REQUIRED WORK —
Reproduce every entry below verbatim, line for line, changing nothing.
··· DATA SHOWN ···
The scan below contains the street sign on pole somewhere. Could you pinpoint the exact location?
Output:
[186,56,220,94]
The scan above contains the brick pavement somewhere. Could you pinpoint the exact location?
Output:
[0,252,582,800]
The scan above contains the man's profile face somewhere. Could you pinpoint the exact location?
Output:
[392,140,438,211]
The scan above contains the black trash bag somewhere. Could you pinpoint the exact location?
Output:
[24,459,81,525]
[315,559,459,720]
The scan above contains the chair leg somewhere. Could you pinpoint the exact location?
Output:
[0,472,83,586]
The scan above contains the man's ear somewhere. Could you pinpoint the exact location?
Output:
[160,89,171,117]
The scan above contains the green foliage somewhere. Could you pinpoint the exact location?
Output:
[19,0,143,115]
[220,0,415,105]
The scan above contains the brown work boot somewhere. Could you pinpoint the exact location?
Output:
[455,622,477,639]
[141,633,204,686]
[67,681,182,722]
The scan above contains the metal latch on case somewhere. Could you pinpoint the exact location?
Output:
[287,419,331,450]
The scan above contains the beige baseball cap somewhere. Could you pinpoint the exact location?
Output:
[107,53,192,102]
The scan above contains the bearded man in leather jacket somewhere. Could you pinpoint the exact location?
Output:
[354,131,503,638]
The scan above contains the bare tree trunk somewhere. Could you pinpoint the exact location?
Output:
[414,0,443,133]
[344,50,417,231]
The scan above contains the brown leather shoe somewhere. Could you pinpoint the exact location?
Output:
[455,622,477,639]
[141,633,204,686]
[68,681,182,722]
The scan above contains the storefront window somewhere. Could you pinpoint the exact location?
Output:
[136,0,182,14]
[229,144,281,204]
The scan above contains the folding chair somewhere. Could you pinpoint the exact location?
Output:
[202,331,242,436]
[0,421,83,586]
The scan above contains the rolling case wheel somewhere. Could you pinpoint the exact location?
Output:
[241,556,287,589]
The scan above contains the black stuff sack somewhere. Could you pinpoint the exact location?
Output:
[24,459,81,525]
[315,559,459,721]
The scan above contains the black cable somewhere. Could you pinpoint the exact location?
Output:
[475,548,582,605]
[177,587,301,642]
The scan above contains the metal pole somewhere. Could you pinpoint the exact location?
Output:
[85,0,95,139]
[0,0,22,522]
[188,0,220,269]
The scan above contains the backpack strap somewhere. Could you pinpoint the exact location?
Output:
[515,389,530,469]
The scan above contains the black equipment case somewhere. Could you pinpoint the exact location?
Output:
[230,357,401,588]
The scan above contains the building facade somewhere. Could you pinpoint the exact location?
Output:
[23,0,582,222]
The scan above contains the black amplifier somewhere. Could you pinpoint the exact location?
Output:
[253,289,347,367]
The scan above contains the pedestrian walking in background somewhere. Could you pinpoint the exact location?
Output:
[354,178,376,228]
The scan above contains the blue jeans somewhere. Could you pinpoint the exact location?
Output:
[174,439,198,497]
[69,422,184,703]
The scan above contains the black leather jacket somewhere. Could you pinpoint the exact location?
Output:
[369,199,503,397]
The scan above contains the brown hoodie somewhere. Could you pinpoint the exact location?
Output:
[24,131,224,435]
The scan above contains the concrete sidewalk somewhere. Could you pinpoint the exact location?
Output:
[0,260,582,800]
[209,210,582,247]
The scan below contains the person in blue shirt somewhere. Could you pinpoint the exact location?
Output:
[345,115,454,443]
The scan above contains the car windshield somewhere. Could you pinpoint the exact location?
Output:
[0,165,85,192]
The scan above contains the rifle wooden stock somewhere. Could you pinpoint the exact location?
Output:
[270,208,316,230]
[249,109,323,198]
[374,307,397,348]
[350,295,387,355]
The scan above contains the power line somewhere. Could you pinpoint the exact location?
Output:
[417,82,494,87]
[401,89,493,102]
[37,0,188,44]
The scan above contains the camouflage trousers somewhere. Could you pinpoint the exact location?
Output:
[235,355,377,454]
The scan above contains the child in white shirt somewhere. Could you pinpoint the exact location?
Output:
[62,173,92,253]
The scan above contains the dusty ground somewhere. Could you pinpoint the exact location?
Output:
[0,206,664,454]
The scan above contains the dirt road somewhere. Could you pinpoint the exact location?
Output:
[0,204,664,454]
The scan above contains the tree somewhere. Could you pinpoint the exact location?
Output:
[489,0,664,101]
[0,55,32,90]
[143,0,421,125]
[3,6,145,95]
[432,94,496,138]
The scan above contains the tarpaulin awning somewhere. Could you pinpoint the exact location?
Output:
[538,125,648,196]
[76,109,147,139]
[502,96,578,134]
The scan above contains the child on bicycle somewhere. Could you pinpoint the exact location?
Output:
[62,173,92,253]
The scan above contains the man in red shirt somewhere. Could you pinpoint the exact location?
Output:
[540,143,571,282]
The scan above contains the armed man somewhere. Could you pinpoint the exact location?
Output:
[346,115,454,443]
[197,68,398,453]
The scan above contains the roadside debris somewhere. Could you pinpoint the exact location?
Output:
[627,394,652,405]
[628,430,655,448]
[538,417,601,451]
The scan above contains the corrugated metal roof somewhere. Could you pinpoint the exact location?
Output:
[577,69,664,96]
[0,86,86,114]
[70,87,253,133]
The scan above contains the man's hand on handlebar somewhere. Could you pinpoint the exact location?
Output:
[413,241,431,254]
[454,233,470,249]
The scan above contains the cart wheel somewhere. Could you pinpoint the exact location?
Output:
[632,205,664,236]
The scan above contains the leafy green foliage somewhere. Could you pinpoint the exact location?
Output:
···
ANSWER TO THE EXERCISE —
The scan below contains the street sign on pole somewhere. Could you pinpoint the exact location?
Output:
[186,56,220,94]
The scan above contains the brick pavement somewhere. Could you pinpoint the exact location?
Output:
[0,252,582,800]
The scan above contains the man's profile face somewhere. Could you pinpoint the exact location?
Output:
[392,140,438,211]
The scan above contains the black trash bag somewhere. Could you pinpoint the exact location?
Output:
[24,459,81,525]
[315,559,459,720]
The scan above contains the chair leg somewhere. Could you pinpoint the exact location?
Output:
[0,472,83,586]
The scan above contains the man's ear somewhere. Could you pinpoint the exact location?
Output:
[160,89,171,117]
The scan above contains the green foliage somewhere. Could you pinpoint the exact location?
Output:
[19,0,143,115]
[220,0,415,105]
The scan above contains the brown work boot somewhere. Could you pinpoint the exact location?
Output:
[455,622,477,639]
[141,633,204,686]
[67,681,182,722]
The scan above contains the metal latch on case somewhere. Could you pinpoint the exact location?
Output:
[287,419,331,450]
The scan above contains the beige baseball cap somewhere. Could you pinpoint the exact location?
Output:
[107,53,192,102]
The scan above contains the bearded man in leather jacket somewhere. Could you pinpoint the exact location?
Output:
[354,131,503,638]
The scan above contains the bare tree trunk somewhere. Could you pinpoint the exact location?
Output:
[414,0,443,133]
[344,50,417,231]
The scan above contains the brown leather shoe somewhere. Could you pinpoint the exact location?
Output:
[455,622,477,639]
[141,633,204,686]
[68,681,182,722]
The scan above contains the storefront window somewhere. Could you pinpoint the exact location?
Output:
[136,0,182,14]
[229,144,281,204]
The scan above contains the folding chair somewhere. Could you pinpoint the exact location?
Output:
[202,331,242,436]
[0,421,83,586]
The scan above contains the rolling case wheel somewhere. Could you pinpoint the exact location?
Output:
[241,556,287,589]
The scan above contains the black stuff sack somewhere. Could you pinpoint the exact location?
Output:
[24,459,81,525]
[315,559,459,721]
The scan above contains the black cable somewhere. Could you pinpoint the exact location?
Output:
[475,548,582,605]
[177,587,301,642]
The scan above contains the metal pole somewhere. Could you pinpoint the exact location?
Output:
[85,0,95,139]
[0,0,22,522]
[188,0,220,269]
The scan above contains the backpack strap somewhere. Could you pinpoint the exact location?
Output:
[515,389,530,469]
The scan above contains the black equipment case somewhere. Could you pinpoint the exact location?
Output:
[230,357,401,588]
The scan above contains the building facade somewhere. Could you pinpoint the exact location?
Output:
[23,0,582,222]
The scan above contains the black amplifier somewhere. Could you pinpoint the exact location?
Output:
[253,289,347,367]
The scan above contains the pedestrian walking in background somewhere. Could you pinpoint the exact location?
Output:
[354,178,376,228]
The scan above contains the blue jeans somewhere. Could you pinpoint the exact location?
Output:
[174,439,198,497]
[69,422,184,703]
The scan above contains the black leather jacket somewhere. Could you pinpoint the exact location?
Output:
[369,199,503,397]
The scan above contains the brown hoodie somewhere. Could you pinpoint the exact location?
Output:
[24,131,224,435]
The scan above contains the concrete sidewalk somewhere. Could you pinpoint the exact location?
Output:
[0,260,582,800]
[209,210,582,247]
The scan below contains the person in blue shirt somewhere. Could you pinpoint the exact location?
Output:
[345,115,454,443]
The scan above contains the car windshield somewhere. Could you pinpoint the exact location?
Output:
[0,165,85,192]
The scan above contains the rifle wooden stock somewhere. Could you pinpoint the exact location?
Output:
[270,208,316,230]
[249,109,323,198]
[374,307,397,348]
[350,295,387,355]
The scan above contains the power line somewhere. Could you pinpoint the exact location?
Output:
[417,82,494,87]
[401,89,493,102]
[37,0,188,44]
The scan above contains the camouflage trousers somewhere. Could you pinpoint the exact location?
Output:
[235,355,377,454]
The scan above contains the child in white shirt somewhere. Could you pinpoint the exact location?
Output:
[62,173,92,253]
The scan above contains the dusty ground somewhere. Could you pinpoint the exact location?
Output:
[0,206,664,454]
The scan above contains the dirt road somewhere. Could you pinpoint the exact location?
Output:
[0,204,664,454]
The scan above contains the tree somewhere. Could you pinpoint the exact location?
Output:
[489,0,664,101]
[0,55,32,90]
[143,0,421,125]
[3,6,145,95]
[432,94,496,138]
The scan above contains the tarpaulin awning somewhere. Could you pinpoint the exact location?
Output:
[538,125,648,196]
[76,109,147,139]
[502,96,578,134]
The scan above contains the child on bicycle somewhere. Could you pinpoint the exact location?
Output:
[62,173,92,253]
The scan above contains the man in red shirt somewhere. Could you pinpoint the exact location?
Output:
[540,143,571,282]
The scan above contains the armed man somewhere. Could you pinpoint the exact location?
Output:
[346,115,454,443]
[197,68,398,453]
The scan above contains the roadside debris somewhere. Could you pinpoint the exact location?
Output:
[627,394,652,405]
[628,430,655,448]
[538,417,601,451]
The scan above contains the corrugated metal roof somewhere. Could you pinpoint the exact location?
Output:
[577,69,664,96]
[0,86,86,114]
[70,87,253,133]
The scan above contains the man's hand on handlebar somewhere. Could you pinpoint the exact location?
Output:
[413,241,431,254]
[454,233,470,249]
The scan above contains the cart wheel somewhere. Could you pinpoint the exact location?
Output:
[632,205,664,236]
The scan above contains the leafy green foliage somewhere. Could you pinpoint the exact location?
Output:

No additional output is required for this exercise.